++++ Task inputs ++++

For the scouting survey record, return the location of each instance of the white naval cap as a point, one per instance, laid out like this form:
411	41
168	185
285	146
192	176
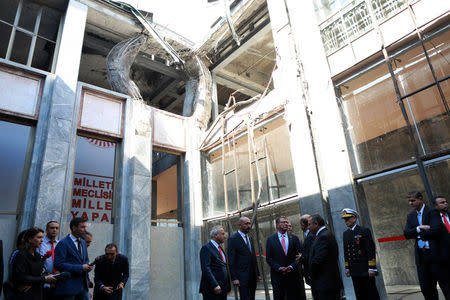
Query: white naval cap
348	212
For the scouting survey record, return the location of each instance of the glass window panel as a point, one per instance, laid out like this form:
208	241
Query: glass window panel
333	36
93	186
43	54
383	9
242	158
28	15
231	191
275	166
279	166
438	174
5	33
388	208
8	9
375	127
357	20
264	197
165	189
49	25
438	50
215	203
427	112
412	70
21	47
325	8
14	140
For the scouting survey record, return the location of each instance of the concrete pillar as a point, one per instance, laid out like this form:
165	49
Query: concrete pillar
326	124
133	206
192	207
215	101
57	136
287	83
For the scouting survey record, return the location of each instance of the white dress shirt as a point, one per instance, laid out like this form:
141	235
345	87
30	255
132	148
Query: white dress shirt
244	236
286	239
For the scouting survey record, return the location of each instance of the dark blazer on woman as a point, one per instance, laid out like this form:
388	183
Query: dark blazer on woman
288	285
214	272
110	273
28	270
323	263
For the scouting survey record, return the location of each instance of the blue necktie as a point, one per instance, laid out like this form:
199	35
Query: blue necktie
420	243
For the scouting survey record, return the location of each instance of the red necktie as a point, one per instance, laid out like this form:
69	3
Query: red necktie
223	256
53	255
283	244
446	222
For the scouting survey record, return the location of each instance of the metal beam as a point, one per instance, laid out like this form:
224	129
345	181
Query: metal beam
254	39
104	47
175	102
155	100
235	82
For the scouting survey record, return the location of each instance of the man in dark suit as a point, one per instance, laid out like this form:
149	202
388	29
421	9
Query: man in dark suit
111	274
242	260
307	242
418	227
71	256
214	284
427	256
359	254
323	262
1	266
440	219
281	251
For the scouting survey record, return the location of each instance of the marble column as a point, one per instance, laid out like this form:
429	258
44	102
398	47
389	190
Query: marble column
48	187
326	124
133	208
287	82
192	208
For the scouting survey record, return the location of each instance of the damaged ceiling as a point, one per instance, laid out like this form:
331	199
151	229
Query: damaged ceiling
246	68
161	82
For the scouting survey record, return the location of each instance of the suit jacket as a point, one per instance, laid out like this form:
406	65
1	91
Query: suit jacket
214	270
442	240
323	263
276	258
68	259
242	260
1	266
305	250
431	235
110	273
359	251
27	270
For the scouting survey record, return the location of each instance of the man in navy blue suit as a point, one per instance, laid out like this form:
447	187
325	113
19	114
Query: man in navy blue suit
423	225
242	260
281	251
71	256
214	284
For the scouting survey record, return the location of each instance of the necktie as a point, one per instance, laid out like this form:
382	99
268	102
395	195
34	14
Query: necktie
446	222
283	244
53	255
221	253
79	246
420	243
248	243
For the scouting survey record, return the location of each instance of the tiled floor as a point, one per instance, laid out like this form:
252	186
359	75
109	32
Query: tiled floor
398	292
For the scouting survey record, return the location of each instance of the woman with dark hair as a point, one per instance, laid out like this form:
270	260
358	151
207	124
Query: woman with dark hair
28	273
7	285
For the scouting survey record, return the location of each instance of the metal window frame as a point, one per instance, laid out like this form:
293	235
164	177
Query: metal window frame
33	34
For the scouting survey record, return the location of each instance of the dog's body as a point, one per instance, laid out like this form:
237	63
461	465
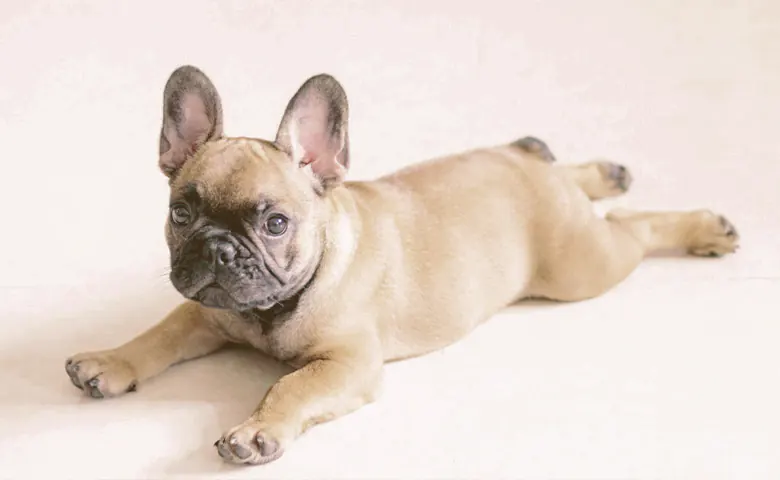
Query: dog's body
338	278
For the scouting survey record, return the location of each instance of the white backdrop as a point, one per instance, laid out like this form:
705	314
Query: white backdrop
674	374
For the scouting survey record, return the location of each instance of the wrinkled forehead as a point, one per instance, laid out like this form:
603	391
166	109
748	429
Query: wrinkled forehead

++++

Make an exact copy of the data, leaving its pictures out.

Output
For the scouting survey record, return the location of each instance of the white naval cap as a point, one per instance, laid out like this form:
411	41
168	185
285	146
192	176
Query: white naval cap
348	212
For the scouting survey record, return the location of each instance of the glass window panel as a point, one per instance, laid out like this form:
208	241
Query: glass window panel
333	36
93	186
43	54
383	9
242	158
28	15
231	191
275	166
279	166
438	174
5	33
388	208
8	9
375	127
357	20
264	197
165	189
49	25
438	50
215	203
427	112
412	70
21	47
325	8
14	140
For the scouting survey record, return the location of each instance of the concrete pillar as a point, one per instance, laid out like this form:
165	49
Query: concrete pillar
326	124
133	206
192	207
215	101
57	136
287	83
For the scouting survey record, return the location of each instance of the white dress shirt as a point, one per instance, laid out like this form:
141	235
345	87
30	255
132	148
Query: white dress shirt
244	236
286	239
For the scouting survey record, return the location of each instance of the dark blazer on woman as a point, one per instance, laid out like this form:
388	183
Query: dark blazer on woman
288	285
214	272
110	273
28	270
323	263
For the scouting survey record, return the location of each instance of the blue necktie as a point, one per instance, laid out like this form:
199	35
Query: blue necktie
420	243
For the scouting survey record, return the location of each instance of the red necktie as a point, one per instance, laid out like this form:
69	3
Query: red necktie
223	256
53	255
283	244
446	222
For the scouting survey record, return the location of each instance of the metal beam as a point, one per instance, laid out like this form:
224	129
345	181
Query: metal beam
254	39
104	47
175	102
155	100
235	82
For the scouting survey record, return the location of each instance of the man in dark suit as a point, one per instance, laid out like this form:
149	202
388	29
421	9
Query: man in dark suit
111	274
242	260
307	242
418	227
71	256
214	284
427	256
359	254
323	262
1	266
440	219
281	251
For the scouting survey record, return the location of each instance of the marble column as a point, one per instance, laid out like this form:
429	258
44	102
398	47
389	190
Query: marble column
48	187
326	124
133	208
287	82
192	208
For the scouting survey record, return the location of each instance of the damaged ceiling as a point, one per instance, laid out like this form:
331	199
151	229
Query: damaged ceiling
246	68
161	82
For the scouting survey record, return the location of each instance of the suit jacket as a point, one per instance, laid out like this form:
406	65
1	91
Query: suit jacket
214	270
442	240
323	263
276	258
68	259
242	260
1	266
305	250
431	235
110	273
359	251
27	270
For the scouting survey record, return the location of each instance of the man in navy blue suit as a point, one per instance, laid out like this form:
447	187
325	113
19	114
Query: man in navy blue suit
423	225
242	260
281	251
71	256
214	284
For the scouting survey record, return the location of each instance of the necktie as a point, one per instance, laid out like this form:
382	99
268	102
395	195
34	14
Query: necktie
446	222
283	244
53	255
221	253
79	246
420	243
248	243
For the scouting survey record, return the location of each instance of the tiled floor as a point, one per instance, laid out like this form:
252	186
359	75
109	32
Query: tiled floor
398	292
For the scouting survey record, return the location of each instance of the woman with dark hair as a point, one per instance, laid out like this form:
270	260
358	151
207	124
Query: woman with dark hair
28	273
7	285
For the scouting survey record, return the location of each instance of the metal window frame as a point, one per instance, laid out like this form:
293	235
164	177
Query: metal window frame
33	34
For the scouting survey record, return the location of each instance of the dog's body as a point, one per instance, laid out like this form:
237	63
461	465
Query: dog's body
338	278
For the scouting survey record, return the location of each instance of the white backdrop as a point, one per instance, laid out like this form:
705	314
Query: white backdrop
674	374
For the scouting survey record, return the location of each instance of the wrinkled forehead as a point, one per instance, laid out like this form:
603	391
166	109
748	429
Query: wrinkled forehead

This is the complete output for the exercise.